== EXERCISE 1 ==
In the kernels passage, which subsection will give a justification for ridge regression in the kernel case?
== EXERCISE 2 ==
List every diagonal entry that is written out in the matrix K in the kernels passage.
== EXERCISE 3 ==
Please write the next part of the kernels passage, starting after its last sentence.

== SUPPLIED PASSAGE ==
■ ■ ■ ■ ■ ■ ■

The space ${\cal S}$ does not have to be finite-dimensional. However since every vector space with a scalar product can be embedded into a Hilbert space (see below for a definition) we can assume that it is Hilbert.

The transformation $\Phi$ is of no particular importance to us. Once we know the kernel $ {\cal K}$, we can perform regression with it. A justification for the ridge regression in the kernel case will be obtained below in Subsection 5.3.

1.6  Mappings and Kernels

It would be nice to have a characterisation of all $ {\cal K}$ without a reference to $\Phi$. A characterisation of this kind can be given.

It is easy to see that $ {\cal K}(x_1,x_2)=\langle\Phi(x_1),\Phi(x_2)\rangle$ has the following properties:

  • it is symmetric: $ {\cal K}(x_1,x_2)= {\cal K}(x_2,x_1)$ for all $x_1,x_2\in X$; this follows from the symmetry of the scalar product $\langle\cdot,\cdot\rangle$;
  • it is positive semi-definite: for every positive integer $T$ and every $x_1,x_2,\ldots,x_T\in X$ the matrix
    $$ K=\begin{pmatrix} {\cal K}(x_1,x_1) & {\cal K}(x_1,x_2) &\ldots& {\cal K}(x_1,x_T)\\ {\cal K}(x_2,x_1) & {\cal K}(x_2,x_2) &\ldots& {\cal K}(x_2,x_T)\\ \vdots                 &\vdots                 &\ddots&\vdots\\ {\cal K}(x_T,x_1) & {\cal K}(x_T,x_2) &\ldots& {\cal K}(x_T,x_T) \end{pmatrix} $$
    is positive semi-definite 5; indeed, $K$ is the Gram matrix of the images $\Phi(x_1),\Phi(x_2),\ldots,\Phi(x_T)$ 6.

■ ■ ■ ■ ■ ■ ■

== SUPPLIED MATERIAL ==

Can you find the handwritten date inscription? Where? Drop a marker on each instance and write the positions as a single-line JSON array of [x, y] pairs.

■ ■ ■ ■ ■ ■ ■

== WRITTEN ANSWER 1 ==
Subsection 5.3.

== WRITTEN ANSWER 2 ==
$ {\cal K}(x_1,x_1)$, $ {\cal K}(x_2,x_2)$, $ {\cal K}(x_T,x_T)$

== WRITTEN ANSWER 3 ==
Surprisingly these two simple properties are sufficient. Let us call a function $ {\cal K}: X^2\to\mathbb R$ satisfying these two properties a kernel. Then the following theorem can be formulated.

Theorem 1. For any set $X$ a function $ {\cal K}: X^2\to\mathbb R$ is a kernel, i.e., it is symmetric and positive semi-definite, if and only if there is a mapping $\Phi$ from $X$ into a Hilbert space $ {\cal H}$ with a scalar product $\langle\cdot,\cdot\rangle$ such that $ {\cal K}(x_1,x_2)=\langle\Phi(x_1),\Phi(x_2)\rangle$ for all $x_1,x_2\in X$.

We proved the "if" part when we defined kernels. The "only if" part follows from the results of the next sections, where we will show that the class of kernels coincides with the class of so called reproducing kernels.

2.  Reproducing Kernel Hilbert Spaces

In this section we introduce reproducing kernel Hilbert spaces (RKHS) and show some of their basic properties. The presentation is based mainly on [Aronszajn, 1943] and [Aronszajn, 1950] and the reader may consult these papers for more details; note that the former paper is in French.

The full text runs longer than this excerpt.